**SUPPLIED PASSAGE:**

It describes a situation where there are nested NFS mounts on a client,
and one of the intermediate mounts ends up being unexported from the
server. In a situation like this, we end up being unable to pathwalk
down to the child mount of these unreachable dentries and can't unmount
anything, even as root.

A decade ago, we did some work to make the kernel not revalidate the
leaf dentry on a umount [1]. This helped some similar sorts of problems
but it doesn't help if the problem is an intermediate dentry.

The idea at the time was that umount(2) is a special case: We are
specifically looking to stop using the mount, so there's nothing to be
gained by revalidating its root dentry and inode.

Based on the problem Dave describes, I'd submit that umount(2) is
special in another way too: It's intended to manipulate the mount table
of the local host, so contacting the backing store (the NFS server in
this case) during a pathwalk doesn't really help anything. All we care
about is getting to the right spot in the mount tree.

A "modest" proposal:
--------------------
This is still somewhat handwavy, but what if we were to make umount(2)
an even more special case for the pathwalk? For the umount(2) pathwalk,
we could:

1/ walk down the dentry tree without calling ->d_revalidate: We don't
care about changes that might have happened remotely. All we care about
is walking down the cached dentries as they are at that moment.

**GIVEN INSTRUCTION:** Continue the umount(2) pathwalk proposal from its last sentence.

**DATASET CONTENT:**
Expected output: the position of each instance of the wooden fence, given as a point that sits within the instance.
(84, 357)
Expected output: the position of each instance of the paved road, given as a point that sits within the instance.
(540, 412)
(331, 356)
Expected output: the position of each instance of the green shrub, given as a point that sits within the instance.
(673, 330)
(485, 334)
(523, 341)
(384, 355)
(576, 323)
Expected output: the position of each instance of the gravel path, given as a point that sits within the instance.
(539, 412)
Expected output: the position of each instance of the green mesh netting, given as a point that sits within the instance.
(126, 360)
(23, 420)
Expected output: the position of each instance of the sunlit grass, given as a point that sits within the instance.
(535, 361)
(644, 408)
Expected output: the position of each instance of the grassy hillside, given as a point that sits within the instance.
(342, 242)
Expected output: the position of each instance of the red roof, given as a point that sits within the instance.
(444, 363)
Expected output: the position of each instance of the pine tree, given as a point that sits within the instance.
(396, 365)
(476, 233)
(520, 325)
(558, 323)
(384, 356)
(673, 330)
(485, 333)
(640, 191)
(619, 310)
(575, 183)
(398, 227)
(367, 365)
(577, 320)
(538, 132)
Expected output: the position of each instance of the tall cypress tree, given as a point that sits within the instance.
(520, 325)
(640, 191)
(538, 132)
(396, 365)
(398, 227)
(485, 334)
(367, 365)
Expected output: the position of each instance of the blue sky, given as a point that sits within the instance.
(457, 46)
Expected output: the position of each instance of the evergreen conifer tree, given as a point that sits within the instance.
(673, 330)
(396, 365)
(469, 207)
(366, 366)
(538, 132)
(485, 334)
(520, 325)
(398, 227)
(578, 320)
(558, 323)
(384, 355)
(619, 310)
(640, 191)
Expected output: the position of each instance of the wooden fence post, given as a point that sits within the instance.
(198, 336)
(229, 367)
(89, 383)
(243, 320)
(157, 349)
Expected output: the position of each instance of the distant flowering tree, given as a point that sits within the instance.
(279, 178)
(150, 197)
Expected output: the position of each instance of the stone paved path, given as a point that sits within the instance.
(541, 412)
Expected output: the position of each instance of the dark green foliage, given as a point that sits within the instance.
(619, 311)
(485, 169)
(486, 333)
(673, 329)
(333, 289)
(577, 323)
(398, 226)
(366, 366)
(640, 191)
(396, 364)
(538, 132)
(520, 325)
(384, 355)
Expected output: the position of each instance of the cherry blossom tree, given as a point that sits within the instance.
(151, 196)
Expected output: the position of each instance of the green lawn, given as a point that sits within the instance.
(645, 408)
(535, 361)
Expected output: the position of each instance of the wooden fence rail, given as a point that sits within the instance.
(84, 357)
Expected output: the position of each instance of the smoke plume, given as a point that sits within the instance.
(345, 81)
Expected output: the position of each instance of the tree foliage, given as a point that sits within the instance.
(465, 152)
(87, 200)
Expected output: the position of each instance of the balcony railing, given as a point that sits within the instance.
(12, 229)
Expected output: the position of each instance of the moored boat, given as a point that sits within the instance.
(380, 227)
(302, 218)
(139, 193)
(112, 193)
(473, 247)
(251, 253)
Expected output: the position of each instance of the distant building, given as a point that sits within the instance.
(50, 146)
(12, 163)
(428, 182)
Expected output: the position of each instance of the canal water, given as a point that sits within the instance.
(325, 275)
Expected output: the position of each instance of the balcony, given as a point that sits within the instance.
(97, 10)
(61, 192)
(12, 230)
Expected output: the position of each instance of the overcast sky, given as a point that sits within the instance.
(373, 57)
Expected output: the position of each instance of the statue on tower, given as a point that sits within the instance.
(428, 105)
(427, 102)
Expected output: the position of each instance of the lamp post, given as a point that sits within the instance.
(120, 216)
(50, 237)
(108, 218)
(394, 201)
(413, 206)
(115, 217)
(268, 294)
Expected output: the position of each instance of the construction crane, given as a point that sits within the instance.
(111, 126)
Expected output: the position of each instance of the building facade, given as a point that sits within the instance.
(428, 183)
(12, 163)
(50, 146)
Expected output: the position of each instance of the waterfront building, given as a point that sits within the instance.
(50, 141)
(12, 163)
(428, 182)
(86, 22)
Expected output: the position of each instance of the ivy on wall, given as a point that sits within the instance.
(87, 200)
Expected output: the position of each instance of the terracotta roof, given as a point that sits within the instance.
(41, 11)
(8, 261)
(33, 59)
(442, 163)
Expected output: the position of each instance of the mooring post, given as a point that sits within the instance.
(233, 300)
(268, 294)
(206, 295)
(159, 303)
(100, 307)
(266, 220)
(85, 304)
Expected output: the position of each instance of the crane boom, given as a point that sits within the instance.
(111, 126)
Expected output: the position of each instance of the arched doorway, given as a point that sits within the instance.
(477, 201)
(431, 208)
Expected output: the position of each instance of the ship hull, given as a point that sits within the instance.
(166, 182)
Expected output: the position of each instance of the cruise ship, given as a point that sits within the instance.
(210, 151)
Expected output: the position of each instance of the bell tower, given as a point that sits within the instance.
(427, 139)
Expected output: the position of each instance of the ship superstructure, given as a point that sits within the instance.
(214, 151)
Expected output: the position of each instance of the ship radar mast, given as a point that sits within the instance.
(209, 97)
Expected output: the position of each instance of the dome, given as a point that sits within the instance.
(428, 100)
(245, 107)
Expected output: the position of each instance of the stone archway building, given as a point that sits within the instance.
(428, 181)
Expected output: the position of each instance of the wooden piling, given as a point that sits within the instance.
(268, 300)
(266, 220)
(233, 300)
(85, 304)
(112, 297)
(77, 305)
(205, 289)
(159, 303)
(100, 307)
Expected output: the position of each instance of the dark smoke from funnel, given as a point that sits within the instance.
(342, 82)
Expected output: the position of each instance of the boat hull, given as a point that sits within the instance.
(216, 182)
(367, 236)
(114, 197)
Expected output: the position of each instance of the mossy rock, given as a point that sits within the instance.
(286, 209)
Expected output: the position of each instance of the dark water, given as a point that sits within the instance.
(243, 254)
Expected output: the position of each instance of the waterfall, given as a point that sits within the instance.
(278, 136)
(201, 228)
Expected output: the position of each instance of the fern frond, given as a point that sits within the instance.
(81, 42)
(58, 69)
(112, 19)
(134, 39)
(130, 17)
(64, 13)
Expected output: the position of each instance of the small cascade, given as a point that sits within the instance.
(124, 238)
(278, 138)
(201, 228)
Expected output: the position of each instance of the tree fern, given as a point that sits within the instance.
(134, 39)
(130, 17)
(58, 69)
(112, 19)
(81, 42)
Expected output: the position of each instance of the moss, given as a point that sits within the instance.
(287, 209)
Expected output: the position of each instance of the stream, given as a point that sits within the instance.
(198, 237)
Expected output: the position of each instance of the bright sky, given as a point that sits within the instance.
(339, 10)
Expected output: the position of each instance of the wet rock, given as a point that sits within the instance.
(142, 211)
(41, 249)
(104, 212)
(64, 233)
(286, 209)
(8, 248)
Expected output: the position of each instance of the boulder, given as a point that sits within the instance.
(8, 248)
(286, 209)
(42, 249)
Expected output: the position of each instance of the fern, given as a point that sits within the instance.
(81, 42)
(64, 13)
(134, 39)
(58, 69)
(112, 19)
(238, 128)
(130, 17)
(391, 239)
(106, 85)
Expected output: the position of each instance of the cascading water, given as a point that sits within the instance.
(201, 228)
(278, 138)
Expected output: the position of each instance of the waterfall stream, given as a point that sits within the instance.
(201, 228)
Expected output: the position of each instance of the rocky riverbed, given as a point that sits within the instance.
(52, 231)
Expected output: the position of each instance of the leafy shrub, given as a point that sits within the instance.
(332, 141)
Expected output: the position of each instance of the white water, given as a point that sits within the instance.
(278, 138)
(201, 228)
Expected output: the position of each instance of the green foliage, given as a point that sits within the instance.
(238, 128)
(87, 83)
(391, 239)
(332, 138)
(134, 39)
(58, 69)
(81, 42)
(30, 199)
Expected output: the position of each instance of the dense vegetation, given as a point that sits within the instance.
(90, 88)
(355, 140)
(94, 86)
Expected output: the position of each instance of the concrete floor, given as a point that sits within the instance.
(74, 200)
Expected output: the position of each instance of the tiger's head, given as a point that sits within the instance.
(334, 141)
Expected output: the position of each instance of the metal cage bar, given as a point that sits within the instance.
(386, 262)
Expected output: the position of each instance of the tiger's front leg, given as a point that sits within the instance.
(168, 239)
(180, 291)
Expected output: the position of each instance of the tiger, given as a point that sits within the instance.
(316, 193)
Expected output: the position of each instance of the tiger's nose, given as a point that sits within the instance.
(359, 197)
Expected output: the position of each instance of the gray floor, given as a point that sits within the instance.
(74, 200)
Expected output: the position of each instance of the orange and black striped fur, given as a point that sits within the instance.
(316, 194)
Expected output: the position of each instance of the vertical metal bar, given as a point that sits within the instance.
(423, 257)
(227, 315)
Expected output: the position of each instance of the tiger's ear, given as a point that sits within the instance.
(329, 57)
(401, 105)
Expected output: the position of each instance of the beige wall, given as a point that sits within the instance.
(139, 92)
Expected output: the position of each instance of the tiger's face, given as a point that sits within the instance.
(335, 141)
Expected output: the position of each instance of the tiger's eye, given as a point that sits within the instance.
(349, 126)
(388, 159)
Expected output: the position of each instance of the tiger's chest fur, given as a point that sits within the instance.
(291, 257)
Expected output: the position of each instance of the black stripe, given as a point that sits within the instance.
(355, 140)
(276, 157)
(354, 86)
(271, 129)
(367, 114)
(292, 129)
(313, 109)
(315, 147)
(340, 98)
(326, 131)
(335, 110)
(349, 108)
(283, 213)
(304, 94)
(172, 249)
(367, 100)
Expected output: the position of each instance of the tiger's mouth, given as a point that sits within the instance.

**RESULT FOR THIS TASK:**
2/ disallow ->lookup operations: a umount is about removing an existing
mount, so the dentries had better already be there.

3/ skip inode ->permission checks. We don't want to check with the
server about our permission to walk the path when we're looking to
unmount. We're walking down the path on the _local_ machine so we can
unuse it. The server should have no say-so in the matter. (We probably
would want to require CAP_SYS_ADMIN or CAP_DAC_READ_SEARCH for this of
course).

We might need other safety checks too that I haven't considered yet.

Is this a terrible idea? Are there potentially problems with
containerized setups if we were to do something like this? Are there
better ways to solve this problem (and others like it)? Maybe this would
be best done with a new UMOUNT_CACHED flag for umount2()?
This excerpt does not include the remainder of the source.